> **Extract to read**:
MoVfuscator Writeup
Intro
Three days ago Chris Domas announced the release of M/o/Vfuscator2, a beautiful single instruction C compiler leveraging the paper "mov is Turing-complete" (pdf), by Stephen Dolan.
That's it, once compiled, your program is made only of MOV instructions.
See the REcon 2015 slides (pdf) for more insight.
The code is available here: https://github.com/xoreaxeaxeax/movfuscator and by default check.sh will apply it on https://github.com/kokke/tiny-AES128-C , a small portable AES128 implementation.
So, is it safe to protect your AES crypto with M/o/Vfuscator2?

> **Raw data**:
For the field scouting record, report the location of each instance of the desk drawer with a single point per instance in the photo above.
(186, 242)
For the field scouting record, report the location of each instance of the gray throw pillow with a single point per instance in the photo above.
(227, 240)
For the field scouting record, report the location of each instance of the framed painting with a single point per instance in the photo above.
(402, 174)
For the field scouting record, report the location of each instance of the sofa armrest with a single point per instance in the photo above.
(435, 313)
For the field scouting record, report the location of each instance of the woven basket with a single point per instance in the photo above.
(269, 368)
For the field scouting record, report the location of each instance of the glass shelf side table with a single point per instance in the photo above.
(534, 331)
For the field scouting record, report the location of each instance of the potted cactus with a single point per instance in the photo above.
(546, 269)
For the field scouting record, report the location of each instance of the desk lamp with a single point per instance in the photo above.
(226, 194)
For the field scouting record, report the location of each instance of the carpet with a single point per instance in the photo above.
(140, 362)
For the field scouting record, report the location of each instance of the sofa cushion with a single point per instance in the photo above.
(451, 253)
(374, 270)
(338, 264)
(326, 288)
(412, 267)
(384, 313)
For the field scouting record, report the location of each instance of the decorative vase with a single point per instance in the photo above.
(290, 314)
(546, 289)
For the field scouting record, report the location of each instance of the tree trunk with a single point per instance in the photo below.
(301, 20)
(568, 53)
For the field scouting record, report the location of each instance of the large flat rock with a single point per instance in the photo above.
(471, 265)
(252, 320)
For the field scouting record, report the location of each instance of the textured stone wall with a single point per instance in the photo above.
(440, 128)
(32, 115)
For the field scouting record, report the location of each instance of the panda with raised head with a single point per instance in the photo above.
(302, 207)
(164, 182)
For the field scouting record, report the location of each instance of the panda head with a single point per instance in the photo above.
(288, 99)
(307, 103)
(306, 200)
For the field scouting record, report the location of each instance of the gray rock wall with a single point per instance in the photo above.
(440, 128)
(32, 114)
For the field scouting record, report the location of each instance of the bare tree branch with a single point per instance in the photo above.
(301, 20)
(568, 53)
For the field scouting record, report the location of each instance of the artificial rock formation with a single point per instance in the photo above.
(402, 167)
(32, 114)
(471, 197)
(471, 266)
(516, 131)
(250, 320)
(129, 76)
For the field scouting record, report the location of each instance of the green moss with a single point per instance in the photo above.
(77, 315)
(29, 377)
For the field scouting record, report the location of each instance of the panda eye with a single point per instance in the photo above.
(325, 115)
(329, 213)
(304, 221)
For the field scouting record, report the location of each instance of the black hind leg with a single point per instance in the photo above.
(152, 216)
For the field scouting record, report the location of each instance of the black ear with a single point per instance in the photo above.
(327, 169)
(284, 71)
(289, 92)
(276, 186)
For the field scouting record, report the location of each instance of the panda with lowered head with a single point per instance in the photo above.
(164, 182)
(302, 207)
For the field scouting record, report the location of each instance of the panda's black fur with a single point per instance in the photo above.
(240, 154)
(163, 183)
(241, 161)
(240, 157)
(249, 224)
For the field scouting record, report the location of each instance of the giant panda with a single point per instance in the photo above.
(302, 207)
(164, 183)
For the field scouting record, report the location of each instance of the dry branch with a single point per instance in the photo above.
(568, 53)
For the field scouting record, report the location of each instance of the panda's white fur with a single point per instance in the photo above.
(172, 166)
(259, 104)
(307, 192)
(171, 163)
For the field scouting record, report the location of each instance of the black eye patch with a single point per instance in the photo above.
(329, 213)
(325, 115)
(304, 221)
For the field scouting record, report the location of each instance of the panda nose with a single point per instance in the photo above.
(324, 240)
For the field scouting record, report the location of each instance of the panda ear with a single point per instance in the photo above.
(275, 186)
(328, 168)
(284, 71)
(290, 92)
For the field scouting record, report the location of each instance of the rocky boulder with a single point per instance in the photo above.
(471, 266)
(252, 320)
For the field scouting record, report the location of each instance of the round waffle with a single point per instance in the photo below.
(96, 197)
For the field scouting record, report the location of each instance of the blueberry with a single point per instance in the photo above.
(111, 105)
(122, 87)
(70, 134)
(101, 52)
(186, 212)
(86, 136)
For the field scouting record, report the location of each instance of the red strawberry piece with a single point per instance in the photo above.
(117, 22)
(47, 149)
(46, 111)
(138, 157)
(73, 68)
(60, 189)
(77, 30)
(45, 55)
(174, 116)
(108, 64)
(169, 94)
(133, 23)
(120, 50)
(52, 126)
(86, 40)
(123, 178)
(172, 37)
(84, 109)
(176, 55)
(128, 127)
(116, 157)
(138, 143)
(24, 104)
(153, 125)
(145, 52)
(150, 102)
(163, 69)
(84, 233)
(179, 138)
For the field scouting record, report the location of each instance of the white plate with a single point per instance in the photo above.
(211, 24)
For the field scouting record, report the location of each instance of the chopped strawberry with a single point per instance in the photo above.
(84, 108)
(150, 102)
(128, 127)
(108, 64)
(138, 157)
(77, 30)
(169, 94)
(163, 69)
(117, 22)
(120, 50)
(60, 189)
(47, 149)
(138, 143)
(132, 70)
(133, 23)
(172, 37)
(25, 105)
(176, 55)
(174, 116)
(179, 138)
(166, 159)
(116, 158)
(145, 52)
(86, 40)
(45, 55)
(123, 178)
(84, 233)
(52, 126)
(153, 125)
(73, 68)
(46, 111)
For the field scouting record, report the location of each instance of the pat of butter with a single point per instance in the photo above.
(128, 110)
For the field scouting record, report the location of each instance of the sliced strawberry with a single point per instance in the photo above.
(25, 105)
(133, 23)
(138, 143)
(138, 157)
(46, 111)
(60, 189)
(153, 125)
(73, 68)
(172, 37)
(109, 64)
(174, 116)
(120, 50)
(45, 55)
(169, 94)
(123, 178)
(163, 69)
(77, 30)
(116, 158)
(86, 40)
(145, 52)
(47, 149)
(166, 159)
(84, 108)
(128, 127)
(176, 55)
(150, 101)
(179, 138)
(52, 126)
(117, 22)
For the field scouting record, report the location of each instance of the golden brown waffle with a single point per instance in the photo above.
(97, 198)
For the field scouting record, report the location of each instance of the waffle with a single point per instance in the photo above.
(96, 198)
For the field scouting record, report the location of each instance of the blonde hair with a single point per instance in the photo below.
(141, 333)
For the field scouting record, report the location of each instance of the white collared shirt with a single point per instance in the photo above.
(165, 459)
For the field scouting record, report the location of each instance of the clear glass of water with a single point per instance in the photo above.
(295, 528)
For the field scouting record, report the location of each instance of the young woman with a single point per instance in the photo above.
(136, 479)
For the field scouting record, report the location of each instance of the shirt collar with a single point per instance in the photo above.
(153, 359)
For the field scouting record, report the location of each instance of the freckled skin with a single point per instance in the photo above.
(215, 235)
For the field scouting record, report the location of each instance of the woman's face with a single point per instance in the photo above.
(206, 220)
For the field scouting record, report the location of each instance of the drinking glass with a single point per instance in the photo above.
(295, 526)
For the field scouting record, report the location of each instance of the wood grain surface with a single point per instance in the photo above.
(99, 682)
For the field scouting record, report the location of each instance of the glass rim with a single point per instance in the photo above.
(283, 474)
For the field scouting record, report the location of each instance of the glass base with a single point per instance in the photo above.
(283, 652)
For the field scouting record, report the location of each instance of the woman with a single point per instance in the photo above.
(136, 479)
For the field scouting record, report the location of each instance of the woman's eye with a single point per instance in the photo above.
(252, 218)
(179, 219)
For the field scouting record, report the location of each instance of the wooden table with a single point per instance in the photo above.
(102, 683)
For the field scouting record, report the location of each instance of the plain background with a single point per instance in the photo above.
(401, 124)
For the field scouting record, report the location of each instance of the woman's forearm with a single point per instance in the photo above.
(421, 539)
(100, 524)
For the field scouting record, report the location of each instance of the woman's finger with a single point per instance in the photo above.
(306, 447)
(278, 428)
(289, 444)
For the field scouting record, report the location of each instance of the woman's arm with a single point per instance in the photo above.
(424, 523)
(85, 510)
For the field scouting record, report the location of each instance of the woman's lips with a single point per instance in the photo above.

> **Work to do**:
a – Transcribe the MoVfuscator writeup from "The code is" up to and including "crypto with M/o/Vfuscator2?".
b – Please show each line of the entries that contains the word "table".
The writeup and the entries were taken from unrelated sources.

> **The responses**:
a –
The code is available here: https://github.com/xoreaxeaxeax/movfuscator and by default check.sh will apply it on https://github.com/kokke/tiny-AES128-C , a small portable AES128 implementation.
So, is it safe to protect your AES crypto with M/o/Vfuscator2?

b –
For the field scouting record, report the location of each instance of the glass shelf side table with a single point per instance in the photo above.
For the field scouting record, report the location of each instance of the wooden table with a single point per instance in the photo above.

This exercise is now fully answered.